What is required>
Give the lines of the data below as a numbered list, starting with the first line of the data and going on through the line with "382L168 400L156 511L180". Leave out blank lines and any pictures.

* * * * * * *

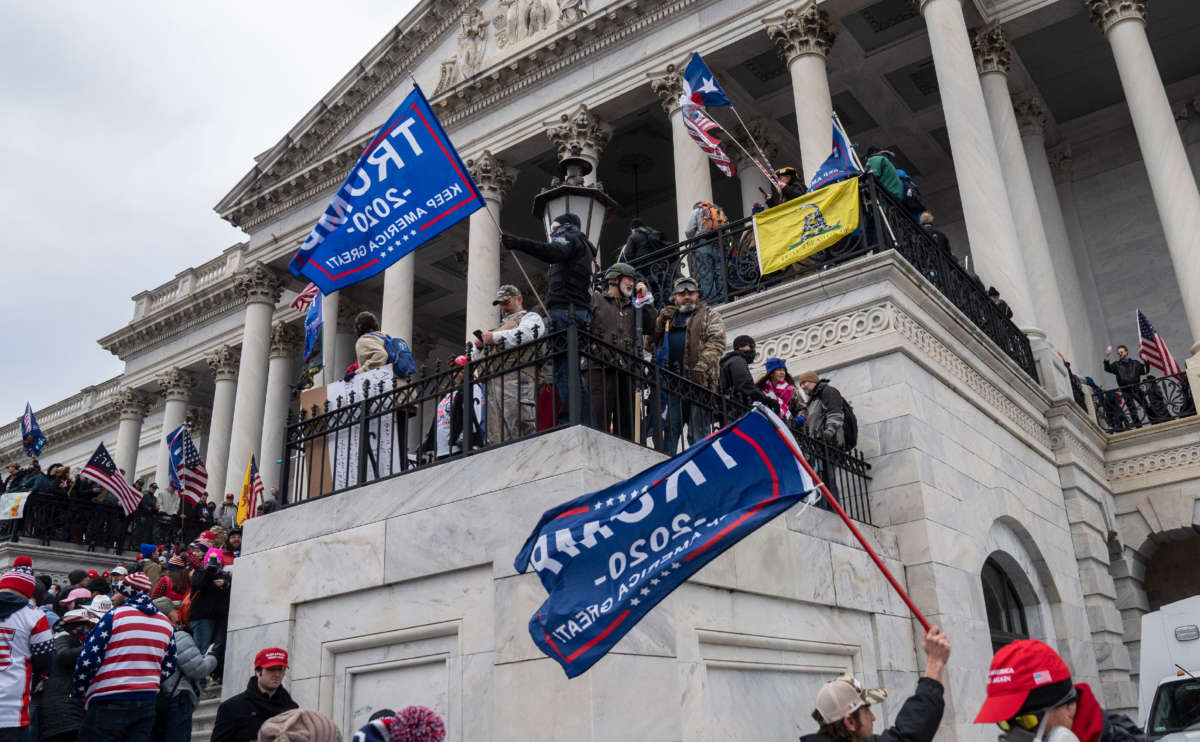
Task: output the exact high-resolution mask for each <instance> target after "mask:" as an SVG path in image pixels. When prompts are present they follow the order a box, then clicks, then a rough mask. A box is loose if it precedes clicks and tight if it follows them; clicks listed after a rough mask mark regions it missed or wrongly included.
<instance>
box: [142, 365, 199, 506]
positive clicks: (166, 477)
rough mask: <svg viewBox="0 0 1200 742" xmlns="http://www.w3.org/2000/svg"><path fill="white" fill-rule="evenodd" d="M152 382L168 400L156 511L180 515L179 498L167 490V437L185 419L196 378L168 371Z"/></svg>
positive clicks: (160, 439)
mask: <svg viewBox="0 0 1200 742" xmlns="http://www.w3.org/2000/svg"><path fill="white" fill-rule="evenodd" d="M155 381H156V382H158V393H160V394H161V395H162V396H163V399H164V400H167V403H166V406H164V407H163V412H162V430H161V431H160V435H158V466H157V468H156V469H155V474H154V477H155V478H154V480H155V481H156V483H158V509H160V510H162V511H163V513H179V496H174V497H172V495H170V492H169V491H168V489H167V486H168V485H169V484H170V474H169V472H170V447H169V445H167V436H168V435H170V432H172V431H173V430H175V429H176V427H179V426H180V425H182V424H184V420H185V419H186V418H187V400H188V397H191V395H192V389H194V388H196V377H194V376H193V375H192V373H191V372H190V371H185V370H182V369H167V370H166V371H163V372H162V373H160V375H157V376H156V377H155ZM126 471H128V469H126ZM146 484H148V485H149V484H150V483H146Z"/></svg>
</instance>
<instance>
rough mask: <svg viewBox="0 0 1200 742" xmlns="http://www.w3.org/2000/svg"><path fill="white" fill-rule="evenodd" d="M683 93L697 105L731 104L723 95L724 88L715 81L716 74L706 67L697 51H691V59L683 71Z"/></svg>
mask: <svg viewBox="0 0 1200 742" xmlns="http://www.w3.org/2000/svg"><path fill="white" fill-rule="evenodd" d="M683 95H684V97H685V98H688V100H690V101H691V102H692V103H695V104H697V106H732V104H733V103H731V102H730V98H728V97H726V96H725V90H722V89H721V86H720V85H719V84H718V82H716V76H715V74H713V71H712V70H709V68H708V65H706V64H704V60H703V59H701V56H700V53H698V52H692V53H691V60H690V61H689V62H688V67H686V68H685V70H684V71H683Z"/></svg>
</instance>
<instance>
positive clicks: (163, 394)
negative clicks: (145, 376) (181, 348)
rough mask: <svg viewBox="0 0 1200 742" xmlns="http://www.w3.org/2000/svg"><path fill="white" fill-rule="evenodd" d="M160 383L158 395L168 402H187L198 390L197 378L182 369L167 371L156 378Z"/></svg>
mask: <svg viewBox="0 0 1200 742" xmlns="http://www.w3.org/2000/svg"><path fill="white" fill-rule="evenodd" d="M155 381H156V382H158V394H160V395H162V397H163V399H166V400H167V401H168V402H186V401H187V397H188V396H190V395H191V393H192V389H194V388H196V376H194V375H193V373H192V372H191V371H185V370H182V369H167V370H166V371H163V372H161V373H158V375H156V376H155Z"/></svg>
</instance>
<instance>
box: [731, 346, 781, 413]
mask: <svg viewBox="0 0 1200 742" xmlns="http://www.w3.org/2000/svg"><path fill="white" fill-rule="evenodd" d="M746 354H750V357H751V358H754V355H752V352H749V353H748V352H745V351H730V352H728V353H726V354H725V355H724V357H722V358H721V370H720V375H719V376H718V377H716V390H718V391H719V393H721V394H722V395H724V396H727V397H730V400H732V401H733V402H736V403H738V405H752V403H754V402H762V403H763V405H766V406H767V407H770V408H772V409H774V411H775V412H779V403H778V402H775V400H773V399H770V397H769V396H767V395H766V394H763V393H762V389H760V388H758V387H756V385H755V383H754V377H752V376H750V364H749V359H748V358H746Z"/></svg>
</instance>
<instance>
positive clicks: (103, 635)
mask: <svg viewBox="0 0 1200 742" xmlns="http://www.w3.org/2000/svg"><path fill="white" fill-rule="evenodd" d="M174 671H175V635H174V627H172V624H170V620H169V618H167V617H166V616H163V615H162V614H160V612H158V611H157V609H155V606H154V603H152V602H151V600H150V596H148V594H145V593H139V594H137V596H134V597H133V598H130V599H128V600H126V602H125V603H124V604H122V605H120V606H119V608H114V609H113V610H110V611H108V612H107V614H104V616H103V617H102V618H101V620H100V623H97V624H96V628H94V629H92V630H91V634H90V635H89V636H88V641H85V642H84V645H83V651H82V652H79V659H77V660H76V668H74V674H73V675H72V677H71V695H72V696H73V698H82V699H84V702H85V704H90V702H91V701H92V700H95V699H104V698H115V696H120V698H121V700H131V699H134V698H155V696H156V695H157V694H158V683H160V682H162V681H163V680H166V678H168V677H170V674H172V672H174Z"/></svg>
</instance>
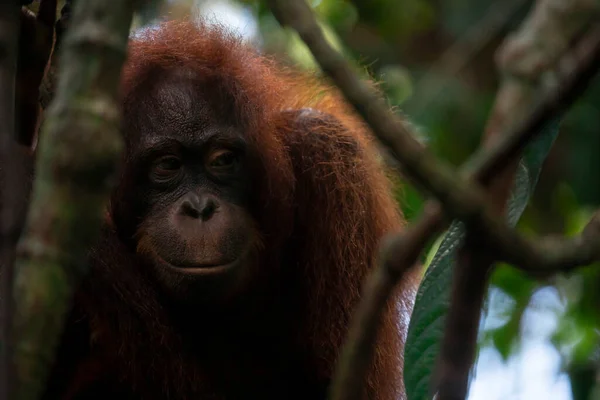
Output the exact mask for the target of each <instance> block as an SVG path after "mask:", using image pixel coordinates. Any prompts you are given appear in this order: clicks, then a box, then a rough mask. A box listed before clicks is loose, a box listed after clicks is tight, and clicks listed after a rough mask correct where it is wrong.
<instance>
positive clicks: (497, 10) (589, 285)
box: [136, 0, 600, 400]
mask: <svg viewBox="0 0 600 400" xmlns="http://www.w3.org/2000/svg"><path fill="white" fill-rule="evenodd" d="M309 2H310V3H311V5H312V6H313V7H314V9H315V11H316V12H317V14H318V16H319V18H320V22H321V24H322V26H323V28H324V29H325V31H326V34H327V37H328V39H329V40H330V41H331V43H332V44H334V45H335V47H337V48H338V49H339V50H341V51H342V52H343V53H344V54H345V55H346V56H347V57H348V58H349V59H351V60H353V61H354V63H355V65H356V69H357V72H358V73H360V74H362V75H363V76H365V77H371V79H374V80H376V81H377V82H379V83H380V87H381V88H382V89H383V90H384V91H385V94H386V95H387V96H388V99H389V103H390V106H392V107H393V108H394V109H395V110H397V112H398V113H402V114H404V115H405V116H406V117H407V118H408V119H410V120H411V121H412V122H413V123H414V124H415V126H416V127H417V128H418V131H419V134H420V139H421V140H423V141H424V142H425V143H426V144H427V145H428V146H429V147H430V148H431V149H432V151H433V152H434V153H435V154H437V155H438V156H439V157H441V158H444V159H446V160H448V161H450V162H451V163H452V164H455V165H459V164H460V163H462V162H464V161H465V160H466V159H467V157H468V156H469V155H470V154H471V153H472V152H473V151H474V149H475V148H476V147H477V145H478V143H479V139H480V136H481V133H482V130H483V127H484V125H485V122H486V119H487V116H488V113H489V110H490V107H491V105H492V102H493V99H494V96H495V92H496V89H497V87H498V84H499V75H498V73H497V71H496V68H495V63H494V54H495V50H496V49H497V47H498V45H499V44H500V43H501V42H502V40H503V38H504V37H505V35H506V34H507V33H508V32H510V31H512V30H514V29H515V28H516V27H518V26H519V24H520V23H521V22H522V20H523V18H524V16H525V15H526V14H527V12H528V11H529V9H530V7H531V5H532V1H529V0H496V1H492V0H402V1H400V0H354V1H345V0H310V1H309ZM159 14H160V15H162V16H165V15H168V16H170V18H179V17H185V16H189V15H190V14H191V15H195V16H198V15H202V16H204V17H206V18H208V19H209V20H213V21H215V22H217V21H219V22H221V23H223V24H225V25H230V26H231V28H232V29H236V30H238V31H239V32H240V33H241V34H243V35H245V36H246V37H247V38H248V40H250V41H252V42H254V43H255V44H256V45H257V46H259V47H260V48H262V49H263V50H264V51H265V52H266V53H270V54H275V55H277V57H279V58H281V59H282V60H285V61H287V62H289V63H290V64H291V65H295V66H298V67H300V68H305V69H315V68H316V66H315V64H314V61H313V59H312V57H311V55H310V53H309V52H308V51H307V49H306V48H305V46H304V45H303V44H302V43H301V41H300V40H299V38H298V37H297V35H296V34H294V33H292V32H290V31H287V30H283V29H281V28H280V27H279V25H278V23H277V22H276V21H275V19H274V18H273V17H272V16H271V14H270V12H269V10H268V9H267V7H266V6H265V4H264V2H263V1H251V0H247V1H235V0H196V1H191V0H174V1H168V2H166V3H165V4H164V5H163V8H162V9H161V10H159ZM155 16H156V14H151V13H148V14H147V15H143V16H140V17H139V18H138V19H137V20H136V25H137V26H138V27H140V26H144V25H146V24H148V23H152V22H153V19H152V18H154V17H155ZM317 73H318V71H317ZM598 105H600V79H596V80H595V82H594V84H593V85H592V86H591V87H590V88H589V90H588V91H587V92H586V94H585V96H584V97H583V98H581V99H580V100H579V101H578V102H577V103H576V105H575V106H574V107H573V108H572V109H571V110H570V112H569V113H568V115H567V116H566V118H565V119H564V120H563V122H562V124H561V133H560V135H559V139H558V140H557V142H556V143H555V145H554V148H553V150H552V152H551V154H550V155H549V157H548V159H547V160H546V162H545V166H544V169H543V172H542V175H541V177H540V181H539V183H538V186H537V188H536V192H535V195H534V196H533V198H532V200H531V202H530V204H529V206H528V208H527V209H526V211H525V213H524V215H523V217H522V218H521V221H520V222H519V229H520V230H522V231H523V232H527V233H536V234H551V233H558V234H575V233H576V232H579V231H580V230H581V229H582V227H583V226H584V224H585V223H586V222H587V220H588V219H589V217H590V215H591V212H592V210H593V209H594V208H597V207H598V206H599V204H600V157H599V156H598V153H599V151H600V113H599V112H598ZM397 196H398V200H399V203H400V204H401V205H402V208H403V209H404V212H405V215H406V217H407V218H408V219H409V220H411V219H413V218H415V216H417V215H418V214H419V213H420V211H421V208H422V205H423V198H422V197H421V196H420V195H419V194H418V193H417V192H416V191H415V190H414V189H413V188H412V187H410V185H404V186H403V187H402V188H399V189H398V194H397ZM599 289H600V268H598V266H590V267H588V268H585V269H582V270H580V271H578V272H577V273H576V274H574V275H571V276H560V277H557V278H555V279H552V280H549V281H547V282H534V281H532V280H529V279H527V278H526V277H524V276H523V275H522V274H520V273H518V272H517V271H515V270H514V269H512V268H511V267H510V266H500V268H498V269H497V270H496V272H495V274H494V276H493V279H492V287H491V289H490V291H489V295H488V301H487V305H488V306H487V308H486V312H485V313H484V315H483V318H482V330H481V335H480V340H479V344H480V352H479V358H478V363H477V367H476V368H475V371H474V372H475V373H474V380H473V382H472V385H471V391H470V399H476V400H479V399H485V400H494V399H550V400H563V399H565V400H566V399H571V398H573V399H576V400H579V399H591V398H600V393H591V392H590V390H593V389H592V388H593V387H594V382H595V381H597V380H598V379H599V378H598V377H597V376H596V370H597V369H598V364H599V361H600V354H599V353H600V352H599V349H600V346H599V340H600V291H599Z"/></svg>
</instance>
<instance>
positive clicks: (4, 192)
mask: <svg viewBox="0 0 600 400" xmlns="http://www.w3.org/2000/svg"><path fill="white" fill-rule="evenodd" d="M20 8H21V7H20V3H19V1H18V0H13V1H3V2H0V121H2V122H1V123H0V184H1V186H0V352H1V353H0V399H2V400H8V398H9V397H8V396H9V387H10V383H11V382H12V380H11V376H10V372H11V370H12V368H11V359H12V336H11V334H10V332H11V328H12V316H13V308H14V301H13V297H12V296H11V293H12V290H13V277H14V262H15V254H16V253H15V252H16V246H17V241H18V240H19V237H20V235H21V228H22V226H23V223H22V221H21V218H20V217H24V215H22V214H23V213H20V212H16V213H15V211H17V210H18V209H19V208H22V207H19V200H20V198H19V194H20V191H19V186H22V185H20V182H19V180H18V176H17V173H18V172H19V171H18V170H17V168H15V167H16V161H17V160H16V157H15V152H14V151H15V147H16V146H15V133H16V132H15V128H16V124H15V79H16V74H17V49H18V37H19V34H18V33H19V10H20Z"/></svg>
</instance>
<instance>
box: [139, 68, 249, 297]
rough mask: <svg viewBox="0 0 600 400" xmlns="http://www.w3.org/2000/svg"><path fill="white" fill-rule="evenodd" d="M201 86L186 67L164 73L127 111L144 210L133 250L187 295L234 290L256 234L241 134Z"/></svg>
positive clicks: (248, 266) (180, 292) (166, 285)
mask: <svg viewBox="0 0 600 400" xmlns="http://www.w3.org/2000/svg"><path fill="white" fill-rule="evenodd" d="M204 89H205V88H204ZM205 91H206V90H203V87H202V85H200V84H198V83H197V82H195V81H194V80H193V79H192V77H189V76H186V75H185V74H177V75H173V76H169V77H167V78H165V79H163V80H162V81H161V82H159V83H157V84H156V85H155V87H154V88H153V90H152V92H151V95H150V96H149V97H148V99H147V100H146V101H145V102H144V104H142V105H140V109H139V110H138V112H137V113H136V115H131V116H129V117H128V118H134V119H135V121H134V123H133V124H129V126H130V127H132V128H130V129H133V130H135V131H136V132H127V134H128V137H129V138H130V144H129V147H130V149H135V154H133V155H132V156H130V159H133V160H135V163H134V165H133V166H131V167H130V168H134V169H135V171H136V178H135V182H136V184H137V187H136V193H138V194H137V201H136V202H135V203H136V204H139V205H140V207H137V208H138V210H135V212H138V211H141V214H142V215H141V216H140V218H141V223H140V224H139V226H138V228H137V232H136V235H135V237H136V252H137V253H138V254H139V255H140V257H141V258H142V259H143V260H144V261H145V263H146V264H147V265H148V267H149V269H150V270H151V272H152V275H153V276H154V278H155V279H156V280H157V282H158V283H159V284H160V286H162V287H163V288H164V289H165V290H166V292H167V293H168V294H170V295H172V296H175V297H176V299H178V300H184V301H186V302H189V301H190V300H201V299H205V298H210V299H211V300H212V299H213V298H214V295H215V294H218V295H219V296H227V295H228V294H231V293H233V292H235V290H236V289H237V288H238V286H239V285H240V283H241V282H242V281H243V280H244V276H245V275H246V274H247V273H248V271H247V270H248V268H249V265H250V264H251V261H252V260H251V258H252V254H253V252H252V250H253V249H254V248H255V247H256V242H257V235H256V234H255V232H254V228H253V220H252V218H251V217H250V215H249V213H248V212H247V211H246V210H247V209H248V201H249V186H250V177H249V176H248V175H249V174H248V173H247V168H246V163H247V162H246V161H247V159H246V158H247V157H246V156H247V154H246V150H247V148H246V144H245V141H244V138H243V136H242V135H241V133H240V132H239V130H238V129H236V127H235V126H234V124H233V121H227V116H226V115H225V114H226V113H225V112H223V110H222V109H219V108H217V107H213V106H212V105H211V104H210V101H207V100H206V99H204V98H203V97H202V95H201V94H202V93H203V92H205ZM147 110H148V111H147Z"/></svg>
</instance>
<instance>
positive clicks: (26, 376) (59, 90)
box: [14, 0, 135, 400]
mask: <svg viewBox="0 0 600 400" xmlns="http://www.w3.org/2000/svg"><path fill="white" fill-rule="evenodd" d="M134 3H135V2H134V1H132V0H130V1H125V0H123V1H116V2H107V1H103V0H87V1H83V0H81V1H77V2H76V4H75V10H74V15H73V20H72V23H71V25H70V27H69V31H68V32H67V34H66V36H65V40H64V43H63V48H62V50H61V55H60V64H61V70H60V71H59V77H58V85H57V92H56V97H55V99H54V100H53V102H52V105H51V107H50V109H49V112H48V116H47V118H46V121H45V126H44V128H43V134H42V135H41V137H40V140H41V142H40V149H39V152H40V155H39V161H38V168H37V171H38V178H37V179H36V182H35V190H34V197H33V204H32V206H31V218H30V221H29V224H28V238H27V241H26V242H25V251H24V254H25V257H24V259H22V260H20V264H19V270H18V276H17V290H16V291H15V295H16V297H17V307H18V310H17V313H16V314H15V316H16V319H15V330H14V332H15V338H17V339H18V340H16V343H15V364H16V372H17V388H16V392H15V395H14V398H15V399H23V400H25V399H27V400H29V399H35V398H37V397H38V396H39V395H40V394H41V393H42V392H43V389H44V385H45V382H46V379H47V376H48V371H49V367H50V366H51V364H52V360H53V359H54V352H55V349H56V345H57V342H58V338H59V336H60V334H61V332H62V329H63V323H64V318H65V314H66V311H67V309H68V307H69V304H70V301H71V297H72V294H73V291H74V290H75V288H76V285H77V283H78V281H79V279H80V278H81V277H82V276H83V275H84V274H85V273H86V271H87V261H86V258H87V251H88V248H89V247H90V245H92V244H93V243H94V242H95V241H96V240H97V236H98V233H99V231H100V229H99V228H100V225H101V223H102V220H103V212H104V208H105V205H106V201H107V199H108V195H109V191H110V189H111V187H112V181H113V179H114V174H115V167H116V160H117V157H118V156H119V154H120V152H121V148H122V140H121V135H120V133H119V124H120V108H119V102H118V96H117V90H118V83H119V77H120V72H121V67H122V65H123V62H124V61H125V56H126V49H127V42H128V35H129V28H130V25H131V21H132V18H133V11H134Z"/></svg>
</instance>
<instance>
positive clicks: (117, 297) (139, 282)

* * * * * * *

Your solution>
1. Task: output the exact high-resolution mask for each <instance> target after "mask:" as an SVG path in image pixels. When prompts are present they follow the order a box, then clicks, then a rough mask. A box is loose if it precedes clicks and tight if it follows them; clicks listed after a rough mask mark regions it missed or wrongly included.
2. <instance>
3. box: [142, 365, 199, 506]
4. positive clicks: (166, 477)
5. rough mask: <svg viewBox="0 0 1200 742" xmlns="http://www.w3.org/2000/svg"><path fill="white" fill-rule="evenodd" d="M152 382L168 400L156 511L180 515L179 498L167 490V437L185 419L196 378L168 371Z"/></svg>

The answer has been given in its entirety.